** RECORDS SHOWN follows **

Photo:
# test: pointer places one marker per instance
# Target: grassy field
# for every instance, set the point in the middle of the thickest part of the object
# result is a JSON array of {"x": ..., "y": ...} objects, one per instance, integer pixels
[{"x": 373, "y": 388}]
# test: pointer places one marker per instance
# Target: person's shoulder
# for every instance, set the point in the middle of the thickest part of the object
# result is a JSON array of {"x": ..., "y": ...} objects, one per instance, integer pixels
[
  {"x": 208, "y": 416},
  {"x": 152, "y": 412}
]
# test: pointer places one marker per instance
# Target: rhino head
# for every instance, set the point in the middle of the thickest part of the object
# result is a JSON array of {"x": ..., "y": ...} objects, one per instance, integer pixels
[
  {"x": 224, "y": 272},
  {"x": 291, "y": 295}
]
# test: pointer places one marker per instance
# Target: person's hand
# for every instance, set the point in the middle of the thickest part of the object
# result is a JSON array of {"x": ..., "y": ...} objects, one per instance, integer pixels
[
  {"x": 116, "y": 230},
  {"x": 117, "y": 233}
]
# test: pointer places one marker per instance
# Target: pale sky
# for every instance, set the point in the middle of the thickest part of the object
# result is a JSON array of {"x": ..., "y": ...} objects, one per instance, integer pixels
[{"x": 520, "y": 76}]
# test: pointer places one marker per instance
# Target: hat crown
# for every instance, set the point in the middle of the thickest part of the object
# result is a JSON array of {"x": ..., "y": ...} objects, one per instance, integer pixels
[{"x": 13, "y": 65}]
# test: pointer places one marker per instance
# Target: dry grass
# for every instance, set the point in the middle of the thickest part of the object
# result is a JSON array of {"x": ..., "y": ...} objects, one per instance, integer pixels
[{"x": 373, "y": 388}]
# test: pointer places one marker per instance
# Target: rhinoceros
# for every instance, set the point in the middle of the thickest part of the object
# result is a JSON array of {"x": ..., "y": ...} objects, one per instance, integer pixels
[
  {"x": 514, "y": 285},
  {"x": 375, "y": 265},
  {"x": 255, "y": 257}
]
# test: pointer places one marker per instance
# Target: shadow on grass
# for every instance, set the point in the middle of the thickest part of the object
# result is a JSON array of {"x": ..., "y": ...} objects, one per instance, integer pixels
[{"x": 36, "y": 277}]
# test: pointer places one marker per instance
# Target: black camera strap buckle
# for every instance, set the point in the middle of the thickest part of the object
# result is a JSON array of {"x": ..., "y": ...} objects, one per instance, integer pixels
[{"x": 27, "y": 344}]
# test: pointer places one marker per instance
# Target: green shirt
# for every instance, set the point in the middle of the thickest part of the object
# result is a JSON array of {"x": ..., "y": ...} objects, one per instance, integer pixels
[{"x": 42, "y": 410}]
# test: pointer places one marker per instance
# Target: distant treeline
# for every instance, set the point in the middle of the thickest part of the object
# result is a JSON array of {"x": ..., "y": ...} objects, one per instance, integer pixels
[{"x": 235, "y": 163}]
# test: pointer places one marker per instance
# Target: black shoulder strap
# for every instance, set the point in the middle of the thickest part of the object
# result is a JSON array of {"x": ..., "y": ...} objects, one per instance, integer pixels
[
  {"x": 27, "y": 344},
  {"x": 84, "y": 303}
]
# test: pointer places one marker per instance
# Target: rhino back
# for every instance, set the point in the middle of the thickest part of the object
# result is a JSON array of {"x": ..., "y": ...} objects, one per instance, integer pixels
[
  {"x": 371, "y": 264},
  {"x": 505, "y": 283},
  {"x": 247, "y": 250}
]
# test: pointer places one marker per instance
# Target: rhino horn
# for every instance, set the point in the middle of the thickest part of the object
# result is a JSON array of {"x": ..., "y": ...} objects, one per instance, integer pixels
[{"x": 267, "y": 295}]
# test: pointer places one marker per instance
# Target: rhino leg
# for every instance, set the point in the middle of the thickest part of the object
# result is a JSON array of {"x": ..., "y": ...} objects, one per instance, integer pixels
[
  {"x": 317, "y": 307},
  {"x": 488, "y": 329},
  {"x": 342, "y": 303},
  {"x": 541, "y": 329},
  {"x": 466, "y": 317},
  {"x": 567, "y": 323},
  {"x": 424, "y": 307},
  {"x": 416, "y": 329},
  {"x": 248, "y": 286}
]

** End of RECORDS SHOWN **
** RECORDS SHOWN follows **

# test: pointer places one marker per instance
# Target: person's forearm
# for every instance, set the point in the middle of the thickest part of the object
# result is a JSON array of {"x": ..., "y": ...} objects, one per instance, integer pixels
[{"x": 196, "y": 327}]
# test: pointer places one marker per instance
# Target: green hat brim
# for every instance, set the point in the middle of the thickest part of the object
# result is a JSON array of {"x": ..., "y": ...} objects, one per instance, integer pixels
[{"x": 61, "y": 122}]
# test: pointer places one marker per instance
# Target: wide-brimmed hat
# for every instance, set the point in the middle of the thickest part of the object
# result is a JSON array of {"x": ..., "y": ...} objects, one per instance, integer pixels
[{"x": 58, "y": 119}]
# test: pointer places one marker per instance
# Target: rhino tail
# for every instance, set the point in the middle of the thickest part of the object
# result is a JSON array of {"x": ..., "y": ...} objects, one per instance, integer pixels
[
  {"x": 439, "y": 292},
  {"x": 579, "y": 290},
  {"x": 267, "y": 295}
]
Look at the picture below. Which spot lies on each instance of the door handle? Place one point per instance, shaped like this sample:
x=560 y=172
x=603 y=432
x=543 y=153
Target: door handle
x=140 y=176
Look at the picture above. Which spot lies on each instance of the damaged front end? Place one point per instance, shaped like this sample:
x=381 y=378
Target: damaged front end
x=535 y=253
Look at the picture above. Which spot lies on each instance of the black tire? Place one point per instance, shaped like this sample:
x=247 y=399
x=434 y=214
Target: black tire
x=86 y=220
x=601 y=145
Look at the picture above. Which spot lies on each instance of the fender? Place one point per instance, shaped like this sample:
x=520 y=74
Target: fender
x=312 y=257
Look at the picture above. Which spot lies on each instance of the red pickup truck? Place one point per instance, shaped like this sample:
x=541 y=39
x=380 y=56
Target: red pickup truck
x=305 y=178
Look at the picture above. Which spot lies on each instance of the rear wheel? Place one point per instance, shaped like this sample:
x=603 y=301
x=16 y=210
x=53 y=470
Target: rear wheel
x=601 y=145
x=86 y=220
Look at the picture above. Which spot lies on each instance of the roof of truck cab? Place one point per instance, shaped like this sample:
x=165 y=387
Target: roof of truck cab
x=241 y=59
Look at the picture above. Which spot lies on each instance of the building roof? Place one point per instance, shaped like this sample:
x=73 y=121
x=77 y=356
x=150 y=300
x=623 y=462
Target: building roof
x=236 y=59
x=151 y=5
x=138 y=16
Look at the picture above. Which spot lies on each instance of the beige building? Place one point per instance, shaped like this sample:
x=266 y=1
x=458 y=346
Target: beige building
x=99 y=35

** End of RECORDS SHOWN **

■ AIM OF THE EXERCISE ■
Of all the lines in the data above, show only those that hold the word "person".

■ RESPONSE FOR THIS EXERCISE ■
# Target: person's shoulder
# Target: person's hand
# Target: person's forearm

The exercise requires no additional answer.